引用テキスト ▸

§

佐久間朱莉が涙の女王戴冠「想像もできなかった」 じゃんけんトレ、算数トレなど地道な練習でつかんだ大きな勲章

<大王製紙エリエールレディス 2日目◇21日◇エリエールゴルフクラブ松山(愛媛県)◇6595ヤード・パー71>

2021年7月のプロデビューから5年目、ツアー152試合目で佐久間朱莉が頂点に上り詰めた。史上6番目に若い22歳345日での戴冠。逆転の可能性を残していた神谷そらの予選落ちが決まった瞬間、今季のメルセデス・ランキング(MR)1位が確定した。他を寄せつけない圧倒的な力でつかみ取ったビッグタイトル。新女王は涙が止まらなかった。
「ギャラリーさんに『年間女王、おめでとう』と声を掛けられて、初めて知りました。『あっ、決まったんだ』って。まさか自分が取れるとは思っていなかった。本当にうれしいです」

§

練習問題 1 ▸ 年間女王の記事によると、神谷そらの予選落ちが決まった瞬間に佐久間朱莉のMR1位が確定したのはなぜですか？1〜3文で答えてください。
練習問題 2 ▸ 年間女王の記事を、最後の文の後から書き進めてください。
このデータは本課題には関係しません。

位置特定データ
§

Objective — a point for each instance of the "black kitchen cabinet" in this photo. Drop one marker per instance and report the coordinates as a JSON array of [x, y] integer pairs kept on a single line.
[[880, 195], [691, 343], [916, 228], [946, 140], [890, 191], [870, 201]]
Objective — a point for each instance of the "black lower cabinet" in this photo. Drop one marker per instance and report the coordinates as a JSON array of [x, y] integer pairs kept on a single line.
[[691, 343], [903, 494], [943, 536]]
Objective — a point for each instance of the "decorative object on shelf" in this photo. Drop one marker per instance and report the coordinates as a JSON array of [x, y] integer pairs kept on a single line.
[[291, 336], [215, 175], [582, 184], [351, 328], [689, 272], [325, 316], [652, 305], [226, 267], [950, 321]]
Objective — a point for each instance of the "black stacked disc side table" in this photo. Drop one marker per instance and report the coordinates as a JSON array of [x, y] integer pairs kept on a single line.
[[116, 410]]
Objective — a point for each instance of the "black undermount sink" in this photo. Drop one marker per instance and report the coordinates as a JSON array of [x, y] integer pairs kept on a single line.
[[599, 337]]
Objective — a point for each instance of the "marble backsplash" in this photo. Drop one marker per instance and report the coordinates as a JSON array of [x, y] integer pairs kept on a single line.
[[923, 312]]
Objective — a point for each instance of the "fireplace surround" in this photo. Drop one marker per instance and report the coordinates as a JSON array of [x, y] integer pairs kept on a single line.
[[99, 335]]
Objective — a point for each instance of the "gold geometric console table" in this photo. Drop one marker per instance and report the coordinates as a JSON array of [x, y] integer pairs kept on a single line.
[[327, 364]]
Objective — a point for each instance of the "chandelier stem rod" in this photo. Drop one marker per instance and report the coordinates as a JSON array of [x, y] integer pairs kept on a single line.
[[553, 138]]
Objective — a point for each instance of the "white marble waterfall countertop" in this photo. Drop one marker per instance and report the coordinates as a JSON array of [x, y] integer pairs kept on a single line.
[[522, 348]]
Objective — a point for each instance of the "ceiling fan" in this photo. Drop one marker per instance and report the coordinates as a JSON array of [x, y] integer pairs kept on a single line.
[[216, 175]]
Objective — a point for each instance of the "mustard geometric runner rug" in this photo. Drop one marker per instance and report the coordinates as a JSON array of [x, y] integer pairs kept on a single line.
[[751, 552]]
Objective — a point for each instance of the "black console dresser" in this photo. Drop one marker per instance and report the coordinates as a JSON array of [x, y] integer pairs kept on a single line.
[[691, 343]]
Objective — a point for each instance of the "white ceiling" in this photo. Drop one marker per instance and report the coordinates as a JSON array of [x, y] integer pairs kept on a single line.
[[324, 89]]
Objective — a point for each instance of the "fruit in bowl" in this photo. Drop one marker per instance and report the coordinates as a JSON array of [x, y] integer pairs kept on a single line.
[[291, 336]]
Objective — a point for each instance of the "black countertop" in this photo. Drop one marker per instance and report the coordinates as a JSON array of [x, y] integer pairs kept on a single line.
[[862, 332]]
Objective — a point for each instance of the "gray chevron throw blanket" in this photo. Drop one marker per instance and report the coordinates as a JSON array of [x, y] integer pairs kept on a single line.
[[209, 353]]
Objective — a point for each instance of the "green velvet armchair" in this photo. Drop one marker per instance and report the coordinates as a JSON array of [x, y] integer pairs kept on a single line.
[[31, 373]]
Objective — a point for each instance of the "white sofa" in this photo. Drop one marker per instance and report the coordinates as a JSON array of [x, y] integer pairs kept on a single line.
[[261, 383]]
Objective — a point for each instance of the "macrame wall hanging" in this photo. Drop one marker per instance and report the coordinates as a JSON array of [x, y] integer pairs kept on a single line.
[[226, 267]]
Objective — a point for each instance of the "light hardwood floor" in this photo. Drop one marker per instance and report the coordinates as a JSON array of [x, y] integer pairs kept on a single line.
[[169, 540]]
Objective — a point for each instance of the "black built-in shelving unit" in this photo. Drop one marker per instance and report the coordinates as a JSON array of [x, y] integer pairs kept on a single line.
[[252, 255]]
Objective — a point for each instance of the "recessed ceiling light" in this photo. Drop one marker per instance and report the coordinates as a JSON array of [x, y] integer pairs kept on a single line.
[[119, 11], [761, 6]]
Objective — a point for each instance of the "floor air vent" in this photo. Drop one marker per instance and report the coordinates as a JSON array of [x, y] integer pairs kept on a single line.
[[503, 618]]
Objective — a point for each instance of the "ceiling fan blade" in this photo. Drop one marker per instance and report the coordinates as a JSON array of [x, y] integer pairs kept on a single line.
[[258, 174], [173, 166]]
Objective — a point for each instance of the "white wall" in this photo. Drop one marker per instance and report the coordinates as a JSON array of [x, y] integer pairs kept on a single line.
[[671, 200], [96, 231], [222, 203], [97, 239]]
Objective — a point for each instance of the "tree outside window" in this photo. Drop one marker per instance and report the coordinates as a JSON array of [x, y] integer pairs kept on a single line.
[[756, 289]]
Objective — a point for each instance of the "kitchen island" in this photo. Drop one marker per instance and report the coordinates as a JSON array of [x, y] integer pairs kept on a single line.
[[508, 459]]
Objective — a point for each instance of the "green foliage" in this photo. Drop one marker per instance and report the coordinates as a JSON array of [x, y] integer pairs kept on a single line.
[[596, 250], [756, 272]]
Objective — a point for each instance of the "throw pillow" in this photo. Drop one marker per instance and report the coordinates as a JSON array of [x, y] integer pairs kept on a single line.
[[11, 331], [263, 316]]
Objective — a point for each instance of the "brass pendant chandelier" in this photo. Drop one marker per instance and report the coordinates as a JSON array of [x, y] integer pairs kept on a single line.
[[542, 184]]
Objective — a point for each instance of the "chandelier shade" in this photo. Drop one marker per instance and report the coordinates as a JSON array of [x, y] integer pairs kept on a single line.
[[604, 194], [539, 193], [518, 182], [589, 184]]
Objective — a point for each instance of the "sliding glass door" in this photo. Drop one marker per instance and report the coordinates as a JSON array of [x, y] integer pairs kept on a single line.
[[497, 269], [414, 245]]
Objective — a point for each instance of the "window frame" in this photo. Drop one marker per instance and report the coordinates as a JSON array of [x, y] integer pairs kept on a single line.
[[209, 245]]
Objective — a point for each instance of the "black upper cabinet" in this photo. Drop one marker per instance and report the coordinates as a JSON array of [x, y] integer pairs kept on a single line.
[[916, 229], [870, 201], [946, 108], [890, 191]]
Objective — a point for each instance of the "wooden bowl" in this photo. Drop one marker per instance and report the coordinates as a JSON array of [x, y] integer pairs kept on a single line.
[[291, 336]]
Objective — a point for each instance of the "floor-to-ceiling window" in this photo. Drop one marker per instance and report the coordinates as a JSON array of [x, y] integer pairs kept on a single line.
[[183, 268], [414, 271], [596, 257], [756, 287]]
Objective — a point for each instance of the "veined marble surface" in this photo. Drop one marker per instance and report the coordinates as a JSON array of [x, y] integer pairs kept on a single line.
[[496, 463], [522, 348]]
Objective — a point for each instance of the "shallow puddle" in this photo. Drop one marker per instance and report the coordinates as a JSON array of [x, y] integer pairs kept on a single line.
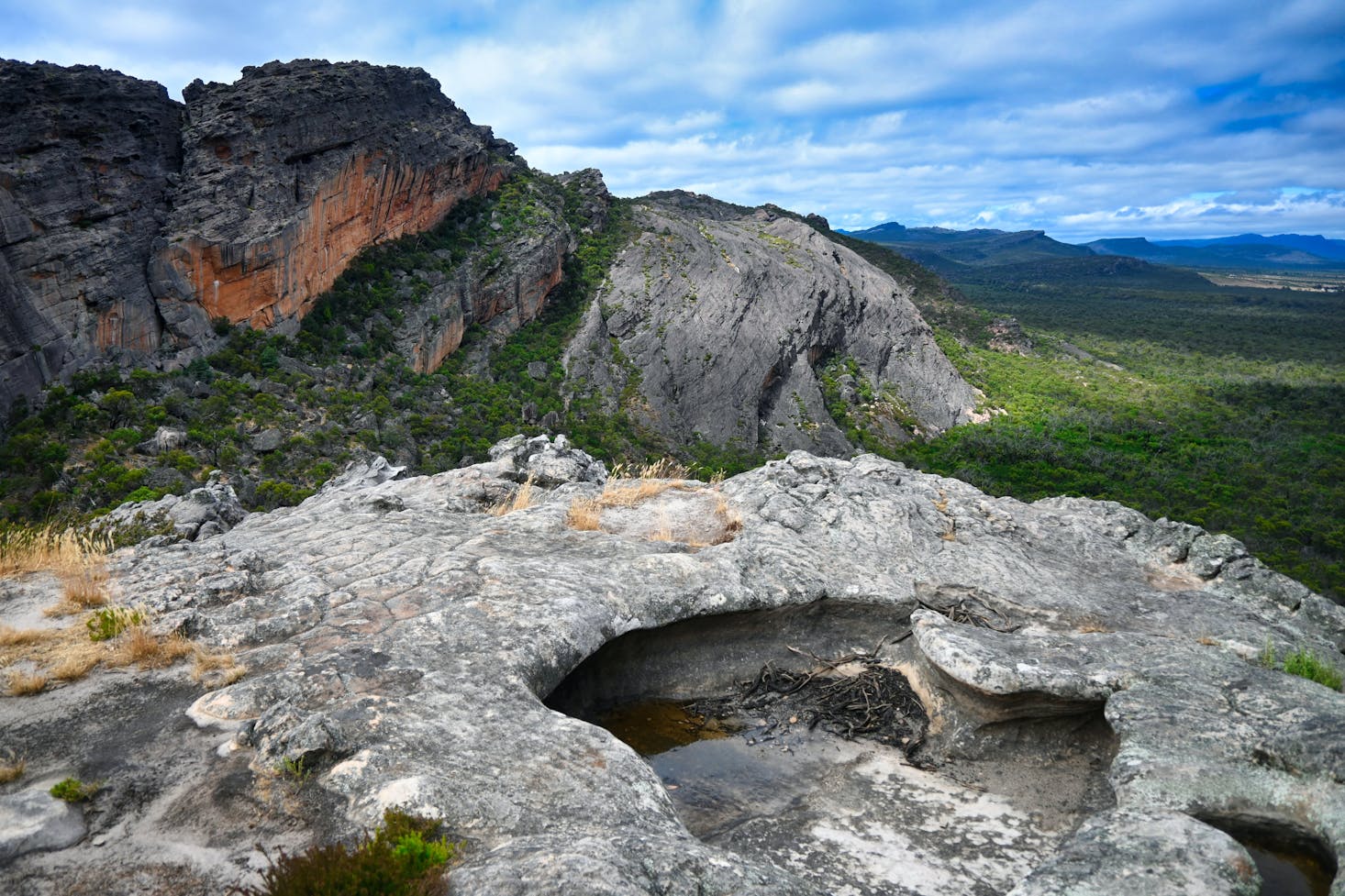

§

最終解答 1 ▸ 神谷そらは逆転の可能性を残していましたが、予選落ちによってその可能性がなくなったからです。

最終解答 2 ▸
トータル10アンダーに伸ばし、首位をキープしてホールアウトした。「優勝争いに集中していた」という第2ラウンド。18番グリーンからクラブハウスに戻るときに祝福の声が耳に届いた。

初日からの首位を守る完全Vで2勝目を挙げた5月の「ブリヂストンレディス」で初めてMR1位に立った。そこから、ただの一度もその座を譲ることはなかったが、一時は神谷に約300pt差に迫られた時期もあった。トップに立つ者にしか分からない重圧。「すごく長く感じました」。孤独な戦いからようやく解放された若き女王に満開の笑顔が咲いた。

「去年はなかなか勝てずに苦しかった。そこから、ここまで来れるなんて想像できなかった。小さなころは『賞金女王になりたい』って書いたりしていたけど、ホントになれるなんて…。たくさんの方に感謝したいと思います」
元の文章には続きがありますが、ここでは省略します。